(A block of data)
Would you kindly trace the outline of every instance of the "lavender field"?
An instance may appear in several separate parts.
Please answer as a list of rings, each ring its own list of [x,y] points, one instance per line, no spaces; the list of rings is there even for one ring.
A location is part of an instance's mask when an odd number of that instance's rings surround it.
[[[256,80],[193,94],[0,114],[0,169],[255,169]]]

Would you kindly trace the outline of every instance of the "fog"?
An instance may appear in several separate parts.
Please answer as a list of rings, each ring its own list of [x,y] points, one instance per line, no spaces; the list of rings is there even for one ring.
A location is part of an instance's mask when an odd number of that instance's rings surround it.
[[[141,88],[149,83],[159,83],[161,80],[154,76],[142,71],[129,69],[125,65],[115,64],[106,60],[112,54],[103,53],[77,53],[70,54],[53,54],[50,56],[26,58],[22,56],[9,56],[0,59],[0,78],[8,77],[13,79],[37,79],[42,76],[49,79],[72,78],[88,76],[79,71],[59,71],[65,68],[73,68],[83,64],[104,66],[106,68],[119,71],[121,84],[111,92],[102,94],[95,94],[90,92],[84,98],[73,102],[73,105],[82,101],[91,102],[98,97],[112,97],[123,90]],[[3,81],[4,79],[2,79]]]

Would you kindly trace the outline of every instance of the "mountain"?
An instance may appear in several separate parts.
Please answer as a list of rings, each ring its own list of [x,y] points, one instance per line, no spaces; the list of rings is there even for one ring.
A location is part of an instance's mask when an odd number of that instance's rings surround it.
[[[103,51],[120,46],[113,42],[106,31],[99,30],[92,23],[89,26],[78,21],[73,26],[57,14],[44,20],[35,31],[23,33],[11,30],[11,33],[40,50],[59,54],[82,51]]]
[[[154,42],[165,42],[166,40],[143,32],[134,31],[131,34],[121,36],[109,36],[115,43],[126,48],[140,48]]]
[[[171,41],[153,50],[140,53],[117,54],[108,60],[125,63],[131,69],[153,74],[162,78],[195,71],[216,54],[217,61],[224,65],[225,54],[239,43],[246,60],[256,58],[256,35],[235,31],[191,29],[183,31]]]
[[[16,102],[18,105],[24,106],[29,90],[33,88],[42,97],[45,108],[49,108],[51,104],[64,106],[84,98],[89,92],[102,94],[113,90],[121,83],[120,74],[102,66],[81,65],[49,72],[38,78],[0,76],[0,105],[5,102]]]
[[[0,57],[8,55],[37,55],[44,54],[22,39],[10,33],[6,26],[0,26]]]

Brief:
Present every line of the listing above as a numbered list, leaving out the blank lines.

Answer to the exercise:
1. Would you kindly trace the outline of every instance of the "lavender field"?
2. An instance may appear in several separate parts.
3. Please answer as a list of rings, each ring its own list of [x,y] points, one instance per line, no spaces; the list of rings is there even for one ring.
4. A location is part of an instance's mask when an odd number of that instance's rings surround it.
5. [[[256,80],[193,94],[0,114],[0,169],[255,169]]]
6. Would you kindly trace the outline of every instance of the "fog"?
7. An instance may appear in several separate parts.
8. Please answer as a list of rings, each ring its own list of [x,y] points, one instance per line, no spaces; the list of rings is there even for one ring.
9. A location is part of an instance's mask when an odd number of that instance's rings surround it.
10. [[[141,88],[149,83],[159,83],[161,80],[154,76],[142,71],[129,69],[125,65],[115,64],[106,60],[112,54],[103,53],[77,53],[70,54],[53,54],[50,56],[26,58],[22,56],[9,56],[0,59],[0,78],[8,77],[13,79],[37,79],[42,76],[49,79],[72,78],[88,76],[79,71],[59,71],[65,68],[73,68],[83,64],[104,66],[106,68],[119,71],[121,84],[111,92],[102,94],[95,94],[90,92],[84,98],[73,102],[73,105],[82,101],[91,102],[98,97],[112,97],[123,90]],[[3,81],[4,79],[2,79]]]
11. Would you kindly trace the outline of every instance of the "mountain"?
12. An instance may appear in several separate parts.
13. Please answer as a list of rings, each ring its own list of [x,y] points, one instance per line, no spaces; the list of rings is there even for one ring.
14. A location is part of an instance's mask when an odd number of that instance's rings surround it.
15. [[[103,51],[120,46],[113,42],[106,31],[99,30],[92,23],[89,26],[78,21],[73,26],[57,14],[44,20],[35,31],[23,33],[11,30],[11,33],[40,50],[59,54],[82,51]]]
16. [[[154,42],[165,42],[166,40],[143,32],[134,31],[131,34],[121,36],[109,36],[115,43],[126,48],[140,48]]]
17. [[[171,41],[153,50],[140,53],[117,54],[108,60],[125,63],[131,69],[153,74],[162,78],[195,71],[216,54],[217,61],[224,65],[225,54],[239,43],[246,60],[256,58],[256,35],[235,31],[191,29],[183,31]]]
18. [[[16,102],[18,105],[24,106],[29,90],[33,88],[42,97],[45,108],[49,108],[51,104],[64,106],[84,98],[89,92],[102,94],[113,90],[121,83],[120,74],[102,66],[81,65],[49,72],[38,78],[0,76],[0,105],[5,102]]]
19. [[[0,57],[8,55],[37,55],[44,54],[22,39],[10,33],[6,26],[0,26]]]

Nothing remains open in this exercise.